Yep, that’s a gator.

Winning detail: “She said she had to speed up quite a bit to get close enough to take a photo.”

There isn’t enough to this story to really write it up, but I know exactly how to score it.

SCORE: 1 Chutzpah point to Florida Woman for her mad driving skills, and 3 Awesome Points to Florida Whomever for correctly transporting a large and heavy load.
TOTAL: 17 FMF Points.

I Can’t Even

Florida Man reportedly obsessed with school shootings charged after dead animals left at Parkland memorial

I don’t usually cover the really gruesome stories, so I won’t get into the gory details.

But we do need to talk about Florida Man’s face tattoos.

I can see what he’s going for there with the whole skull look — the blacked-out area on the nose, the similar effect where the eye cavities would be, the exposed teeth.

That’s a lot of effort and pain (and stupid) on display.

So why go and ruin it with facial hair? There’s a trimmed mustache sitting right on top of his upper row of teeth.

I’m so confused but not nearly as confused as Florida Man is.

**Coordinate annotation records**
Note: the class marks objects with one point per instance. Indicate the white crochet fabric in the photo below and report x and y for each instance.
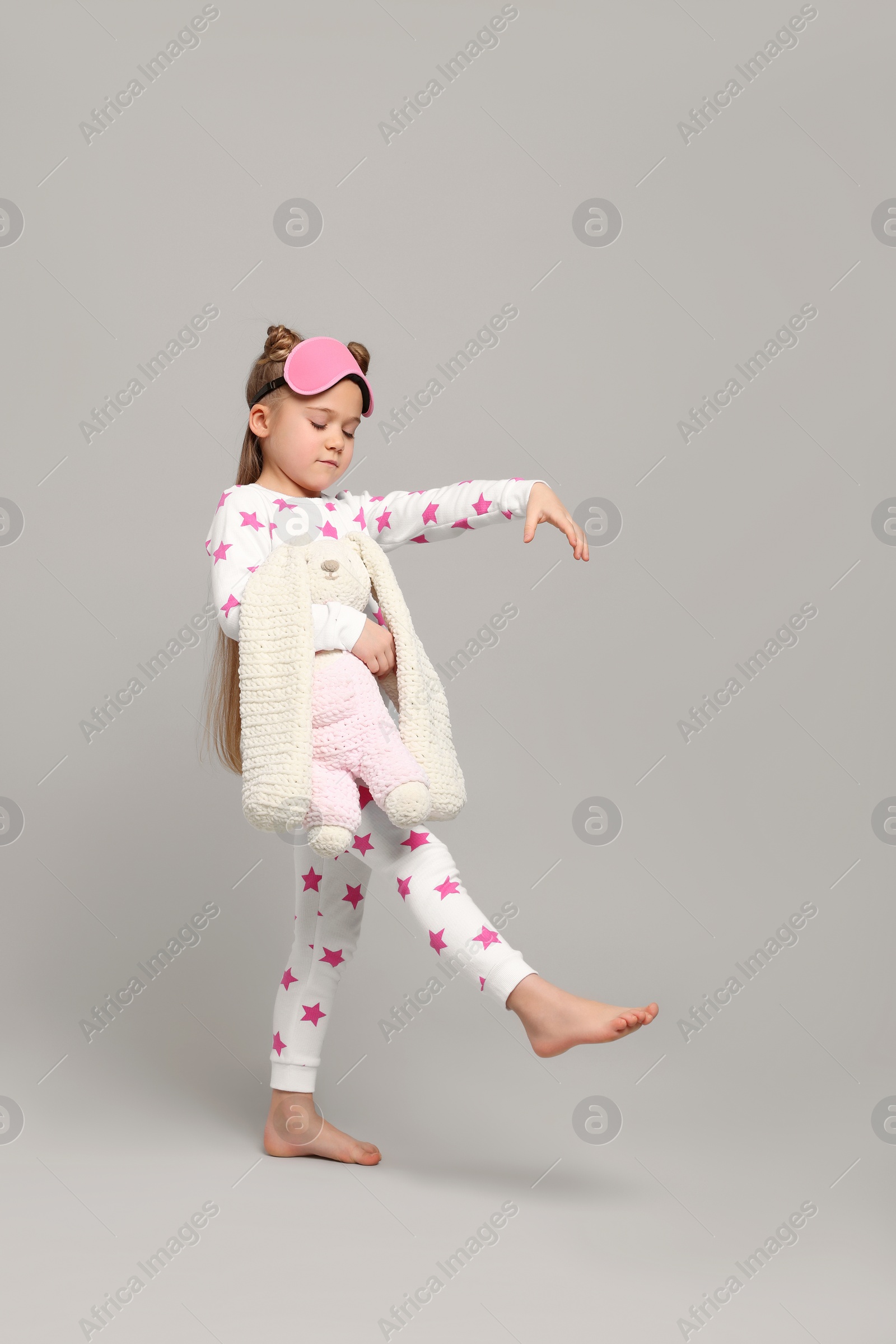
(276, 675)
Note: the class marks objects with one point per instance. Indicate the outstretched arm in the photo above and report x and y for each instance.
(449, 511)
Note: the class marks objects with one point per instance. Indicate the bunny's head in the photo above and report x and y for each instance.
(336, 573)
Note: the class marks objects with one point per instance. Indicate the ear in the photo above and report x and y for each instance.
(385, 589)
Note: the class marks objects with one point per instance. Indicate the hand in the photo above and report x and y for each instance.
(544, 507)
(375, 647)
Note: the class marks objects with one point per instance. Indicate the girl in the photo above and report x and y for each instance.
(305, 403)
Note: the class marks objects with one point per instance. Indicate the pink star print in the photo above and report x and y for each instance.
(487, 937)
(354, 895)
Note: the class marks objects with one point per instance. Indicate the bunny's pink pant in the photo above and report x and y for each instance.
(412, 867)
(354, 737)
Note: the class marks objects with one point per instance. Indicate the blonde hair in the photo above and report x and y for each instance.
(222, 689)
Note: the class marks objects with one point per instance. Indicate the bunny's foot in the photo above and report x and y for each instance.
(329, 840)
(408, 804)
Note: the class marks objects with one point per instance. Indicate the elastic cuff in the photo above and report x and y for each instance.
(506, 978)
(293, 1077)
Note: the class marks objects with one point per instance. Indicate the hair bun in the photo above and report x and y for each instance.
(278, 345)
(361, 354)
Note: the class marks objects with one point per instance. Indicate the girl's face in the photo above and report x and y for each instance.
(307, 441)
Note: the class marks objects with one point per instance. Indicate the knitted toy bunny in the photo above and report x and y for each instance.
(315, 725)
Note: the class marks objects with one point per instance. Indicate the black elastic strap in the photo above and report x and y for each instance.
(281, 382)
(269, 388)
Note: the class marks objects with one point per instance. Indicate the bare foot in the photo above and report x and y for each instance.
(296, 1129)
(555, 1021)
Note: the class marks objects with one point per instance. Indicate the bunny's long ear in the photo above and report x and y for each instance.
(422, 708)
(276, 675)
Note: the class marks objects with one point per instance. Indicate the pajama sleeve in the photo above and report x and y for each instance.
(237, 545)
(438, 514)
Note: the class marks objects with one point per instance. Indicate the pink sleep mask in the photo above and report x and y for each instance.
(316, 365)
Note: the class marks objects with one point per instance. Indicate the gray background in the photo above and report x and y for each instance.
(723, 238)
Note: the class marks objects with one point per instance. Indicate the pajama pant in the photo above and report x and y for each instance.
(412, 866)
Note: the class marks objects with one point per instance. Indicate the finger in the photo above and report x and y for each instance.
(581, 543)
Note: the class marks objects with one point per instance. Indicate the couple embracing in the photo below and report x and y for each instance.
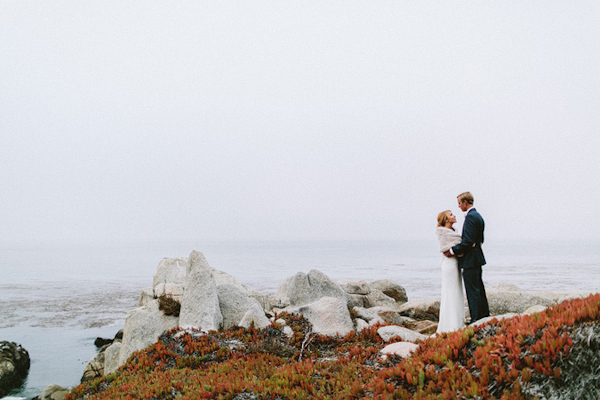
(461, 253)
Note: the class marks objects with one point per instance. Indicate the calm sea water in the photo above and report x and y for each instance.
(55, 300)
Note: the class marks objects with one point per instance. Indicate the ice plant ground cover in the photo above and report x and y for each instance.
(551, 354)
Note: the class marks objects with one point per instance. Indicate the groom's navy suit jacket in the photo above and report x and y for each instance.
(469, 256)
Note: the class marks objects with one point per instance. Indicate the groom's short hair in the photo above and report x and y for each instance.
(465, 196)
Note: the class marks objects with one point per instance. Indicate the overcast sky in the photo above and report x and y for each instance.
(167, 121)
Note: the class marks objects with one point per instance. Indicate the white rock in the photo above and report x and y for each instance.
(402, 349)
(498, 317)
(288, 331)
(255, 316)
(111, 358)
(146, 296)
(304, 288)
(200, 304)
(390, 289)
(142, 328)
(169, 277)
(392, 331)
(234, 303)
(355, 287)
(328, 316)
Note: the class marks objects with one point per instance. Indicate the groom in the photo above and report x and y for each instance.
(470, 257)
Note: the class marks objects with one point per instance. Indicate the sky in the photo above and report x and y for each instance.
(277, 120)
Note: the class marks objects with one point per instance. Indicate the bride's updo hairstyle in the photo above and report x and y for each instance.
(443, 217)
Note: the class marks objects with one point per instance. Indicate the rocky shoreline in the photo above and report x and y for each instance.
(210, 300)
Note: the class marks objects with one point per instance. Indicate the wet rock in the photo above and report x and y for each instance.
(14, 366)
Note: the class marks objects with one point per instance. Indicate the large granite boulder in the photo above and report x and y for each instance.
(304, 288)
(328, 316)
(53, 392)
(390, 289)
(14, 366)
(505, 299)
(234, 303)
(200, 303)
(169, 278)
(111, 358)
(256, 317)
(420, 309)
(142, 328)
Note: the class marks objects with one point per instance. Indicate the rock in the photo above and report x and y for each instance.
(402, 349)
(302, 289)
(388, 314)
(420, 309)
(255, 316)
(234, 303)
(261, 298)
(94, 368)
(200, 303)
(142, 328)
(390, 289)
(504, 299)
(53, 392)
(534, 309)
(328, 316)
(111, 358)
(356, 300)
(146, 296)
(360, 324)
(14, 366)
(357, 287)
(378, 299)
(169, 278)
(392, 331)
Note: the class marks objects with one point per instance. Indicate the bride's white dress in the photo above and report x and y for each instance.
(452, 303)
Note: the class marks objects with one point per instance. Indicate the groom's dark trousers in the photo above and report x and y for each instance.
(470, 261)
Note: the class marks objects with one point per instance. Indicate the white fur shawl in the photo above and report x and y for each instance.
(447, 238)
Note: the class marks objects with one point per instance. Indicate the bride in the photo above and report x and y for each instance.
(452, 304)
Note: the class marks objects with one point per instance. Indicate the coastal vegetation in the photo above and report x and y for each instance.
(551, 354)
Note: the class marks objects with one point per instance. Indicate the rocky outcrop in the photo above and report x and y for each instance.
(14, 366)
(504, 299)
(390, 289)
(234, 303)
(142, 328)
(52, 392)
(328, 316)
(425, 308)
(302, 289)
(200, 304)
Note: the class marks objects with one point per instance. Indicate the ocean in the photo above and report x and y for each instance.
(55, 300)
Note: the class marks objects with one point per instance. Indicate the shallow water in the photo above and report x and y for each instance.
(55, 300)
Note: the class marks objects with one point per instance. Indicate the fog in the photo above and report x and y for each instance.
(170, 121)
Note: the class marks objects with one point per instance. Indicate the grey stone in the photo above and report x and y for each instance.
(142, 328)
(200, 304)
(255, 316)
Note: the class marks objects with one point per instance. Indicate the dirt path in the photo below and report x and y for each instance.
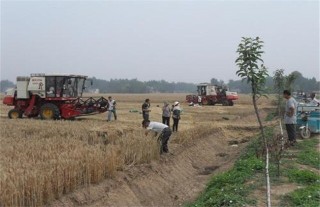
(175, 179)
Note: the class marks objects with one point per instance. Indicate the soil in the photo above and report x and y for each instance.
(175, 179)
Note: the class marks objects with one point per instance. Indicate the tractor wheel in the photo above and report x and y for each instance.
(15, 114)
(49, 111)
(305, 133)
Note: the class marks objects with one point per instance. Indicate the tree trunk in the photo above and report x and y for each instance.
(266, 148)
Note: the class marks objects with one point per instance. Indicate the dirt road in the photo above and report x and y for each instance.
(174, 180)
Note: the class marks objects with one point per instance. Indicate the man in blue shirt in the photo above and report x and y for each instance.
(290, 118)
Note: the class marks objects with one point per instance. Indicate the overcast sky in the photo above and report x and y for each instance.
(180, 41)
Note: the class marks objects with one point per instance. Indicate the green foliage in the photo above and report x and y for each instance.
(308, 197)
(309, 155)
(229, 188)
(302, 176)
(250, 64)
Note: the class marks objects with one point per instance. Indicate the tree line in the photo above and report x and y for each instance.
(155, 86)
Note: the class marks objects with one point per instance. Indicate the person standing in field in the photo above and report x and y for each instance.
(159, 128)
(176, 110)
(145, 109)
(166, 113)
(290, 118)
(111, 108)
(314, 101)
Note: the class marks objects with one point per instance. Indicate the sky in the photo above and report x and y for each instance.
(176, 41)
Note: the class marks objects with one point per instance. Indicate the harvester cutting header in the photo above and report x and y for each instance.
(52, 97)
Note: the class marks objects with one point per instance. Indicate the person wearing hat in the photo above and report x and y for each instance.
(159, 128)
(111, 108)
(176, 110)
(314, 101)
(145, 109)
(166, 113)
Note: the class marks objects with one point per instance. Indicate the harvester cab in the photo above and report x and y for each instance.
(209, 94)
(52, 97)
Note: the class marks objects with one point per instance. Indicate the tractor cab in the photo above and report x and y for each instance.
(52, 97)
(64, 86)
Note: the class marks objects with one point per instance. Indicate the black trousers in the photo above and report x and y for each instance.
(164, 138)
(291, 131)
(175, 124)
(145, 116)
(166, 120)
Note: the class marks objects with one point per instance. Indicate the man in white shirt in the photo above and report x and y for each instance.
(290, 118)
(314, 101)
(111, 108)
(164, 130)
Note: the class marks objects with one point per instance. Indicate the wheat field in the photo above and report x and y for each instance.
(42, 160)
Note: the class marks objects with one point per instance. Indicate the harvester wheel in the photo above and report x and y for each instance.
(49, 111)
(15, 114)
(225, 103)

**WRITTEN REQUEST A**
In the Florida Man commentary, why does the writer think the man's facial hair ruins his face tattoos?
**WRITTEN REQUEST B**
Count the lines of the records that contain the word "dirt", treating uppercase and lowercase as different, and reply with the number alone.

**WORKED SOLUTION A**
The tattoos create a skull look, with a blacked-out nose, shading where the eye cavities would be, and exposed teeth. A trimmed mustache sits right on top of his upper row of teeth and spoils that effect.

**WORKED SOLUTION B**
2